== Texte du document
Mais, Emmanuel Macron n’est pas le seul à s’être heurté à cette réalité. Le gouvernement italien a fait le même constat, remarquant que l’Union bancaire, dont l’UE avait fait une telle réclame en 2013 et 2014, s’est avérée incapable de résoudre la crise des banques en Italie. Il en a tiré les conséquences et il s’est engagé dans une logique de résolution de ces crises qui fait l’impasse sur l’Union bancaire et ses différents mécanismes[5]. En cela, il a été hautement symbolique que l’échec subi par Emmanuel Macron au Conseil européen des 22 et 23 juin soit survenu en même temps que la décision prise par le gouvernement italien d’agir de lui-même. Mais, cette décision du gouvernement italien peut avoir un effet à plus long terme. Elle va donner des arguments à l’Allemagne pour se refuser à avancer au-delà du point auquel elle est allée, sur la route de l’Union bancaire[6]. Le gouvernement italien n’avait certainement pas d’autre solution, mais ce faisant, il joue indirectement dans la main de l’Allemagne et renforce la position de cette dernière.
====
== Données fournies
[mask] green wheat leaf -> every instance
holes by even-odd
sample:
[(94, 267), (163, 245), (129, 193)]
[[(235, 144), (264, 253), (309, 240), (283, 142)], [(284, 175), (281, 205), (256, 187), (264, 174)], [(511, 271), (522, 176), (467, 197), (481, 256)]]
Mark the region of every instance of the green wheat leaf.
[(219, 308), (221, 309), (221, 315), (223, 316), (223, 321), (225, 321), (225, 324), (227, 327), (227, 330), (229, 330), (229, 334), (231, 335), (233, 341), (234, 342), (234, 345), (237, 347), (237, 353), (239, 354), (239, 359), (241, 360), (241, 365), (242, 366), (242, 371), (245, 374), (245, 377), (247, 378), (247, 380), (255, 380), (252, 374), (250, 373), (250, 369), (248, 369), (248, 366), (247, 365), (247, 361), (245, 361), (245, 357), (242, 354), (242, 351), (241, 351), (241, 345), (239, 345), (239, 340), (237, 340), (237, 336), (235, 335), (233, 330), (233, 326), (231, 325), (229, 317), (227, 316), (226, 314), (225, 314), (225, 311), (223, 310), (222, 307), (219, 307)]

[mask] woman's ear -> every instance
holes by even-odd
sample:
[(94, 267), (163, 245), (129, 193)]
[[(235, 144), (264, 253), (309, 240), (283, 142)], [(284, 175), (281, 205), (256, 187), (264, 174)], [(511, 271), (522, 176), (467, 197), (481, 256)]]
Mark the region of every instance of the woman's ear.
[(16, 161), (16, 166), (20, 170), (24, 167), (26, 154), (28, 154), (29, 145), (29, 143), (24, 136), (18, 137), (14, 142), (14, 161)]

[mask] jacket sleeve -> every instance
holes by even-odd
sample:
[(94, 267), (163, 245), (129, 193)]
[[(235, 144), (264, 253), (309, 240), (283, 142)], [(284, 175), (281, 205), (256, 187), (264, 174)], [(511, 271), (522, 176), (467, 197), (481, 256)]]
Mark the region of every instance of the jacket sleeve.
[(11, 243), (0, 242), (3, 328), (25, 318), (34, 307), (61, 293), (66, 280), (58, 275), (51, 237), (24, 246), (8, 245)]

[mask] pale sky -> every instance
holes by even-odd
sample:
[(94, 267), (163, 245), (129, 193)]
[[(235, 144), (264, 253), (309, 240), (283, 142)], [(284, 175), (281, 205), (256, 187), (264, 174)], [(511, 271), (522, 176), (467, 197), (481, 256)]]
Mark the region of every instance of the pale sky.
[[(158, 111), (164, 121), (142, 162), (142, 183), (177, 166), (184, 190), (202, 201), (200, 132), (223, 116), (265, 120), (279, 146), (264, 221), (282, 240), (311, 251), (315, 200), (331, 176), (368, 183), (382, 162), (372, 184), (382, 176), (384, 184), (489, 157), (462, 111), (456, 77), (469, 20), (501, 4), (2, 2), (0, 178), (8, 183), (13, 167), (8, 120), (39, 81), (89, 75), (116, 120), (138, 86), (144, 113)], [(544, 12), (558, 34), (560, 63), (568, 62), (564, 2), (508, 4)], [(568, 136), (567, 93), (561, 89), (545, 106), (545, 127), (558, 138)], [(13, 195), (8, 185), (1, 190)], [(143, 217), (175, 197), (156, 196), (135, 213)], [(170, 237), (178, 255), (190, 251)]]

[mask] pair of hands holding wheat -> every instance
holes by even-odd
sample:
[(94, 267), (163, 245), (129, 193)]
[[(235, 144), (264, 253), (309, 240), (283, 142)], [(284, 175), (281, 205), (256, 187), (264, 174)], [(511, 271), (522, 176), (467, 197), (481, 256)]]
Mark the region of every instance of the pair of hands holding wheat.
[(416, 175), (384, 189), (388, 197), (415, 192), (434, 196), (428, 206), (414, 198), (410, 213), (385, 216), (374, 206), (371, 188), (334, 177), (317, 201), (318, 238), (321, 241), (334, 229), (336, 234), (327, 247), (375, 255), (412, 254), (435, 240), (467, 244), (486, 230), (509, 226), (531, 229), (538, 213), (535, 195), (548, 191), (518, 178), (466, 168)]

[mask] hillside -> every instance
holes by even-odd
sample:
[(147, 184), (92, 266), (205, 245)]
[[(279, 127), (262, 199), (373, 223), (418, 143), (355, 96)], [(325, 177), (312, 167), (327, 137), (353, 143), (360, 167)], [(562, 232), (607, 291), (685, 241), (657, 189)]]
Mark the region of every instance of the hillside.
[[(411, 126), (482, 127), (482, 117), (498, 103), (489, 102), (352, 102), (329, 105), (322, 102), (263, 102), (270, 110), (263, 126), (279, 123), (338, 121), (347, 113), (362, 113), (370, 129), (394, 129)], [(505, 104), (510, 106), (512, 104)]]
====
Vos tâches
1. D'après le texte sur l'Union bancaire, en quelles années l'UE avait-elle fait une telle réclame de l'Union bancaire ?
2. Reprenez le texte sur l'Union bancaire à partir de l'endroit où il s'arrête.
Ces données n'ont aucun lien avec le texte sur l'Union bancaire.

Réponses finales
1. En 2013 et 2014.

2.
On voit ici comment les événements s’articulent. La réticence initiale de l’Allemagne avait compromis l’Union bancaire. L’Italie, faisant le constat de l’inachèvement de cette dernière, se décide d’agir par elle-même sans en respecter les règles. Si l’Union européenne a donné son aval, l’Allemagne voit ses réticences validées par le comportement italien et fera d’autant plus obstacle à la mise en place totale de l’Union bancaire. Cette dernière est morte de fait, et avec elle c’est un nouveau pan de l’Union Economique et Monétaire, autrement dit la zone Euro, qui disparaît.

La réalité de l’UE
Derrière ces événements différents, l’échec d’Emmanuel Macron et la décision italienne, ont voit se profiler la logique réelle de l’Union européenne. Cette dernière n’a actuellement pas d’autres buts, et pas d’autres fonctions, que d’imposer les conditions économiques voulues par l’Allemagne aux autres pays. Et, ces conditions économiques aboutissent à mettre les Etats sous la tutelle des marchés financiers et des grands groupes économiques, une situation qui correspond parfaitement aux intérêts actuels de l’Allemagne. Cette politique a pour symbole et pour instrument l’Euro, dont il est évident qu’il fonctionne économiquement comme une subvention pour l’Allemagne et politiquement comme un instrument disciplinaire dans les mains de l’Allemagne faisant en sorte que ce dernier pays n’ait pas à payer le prix pour sa domination qui ruine les autres pays. Toute politique vis-à-vis de l’UE qui ignorerait ces réalités est condamnée à l’échec.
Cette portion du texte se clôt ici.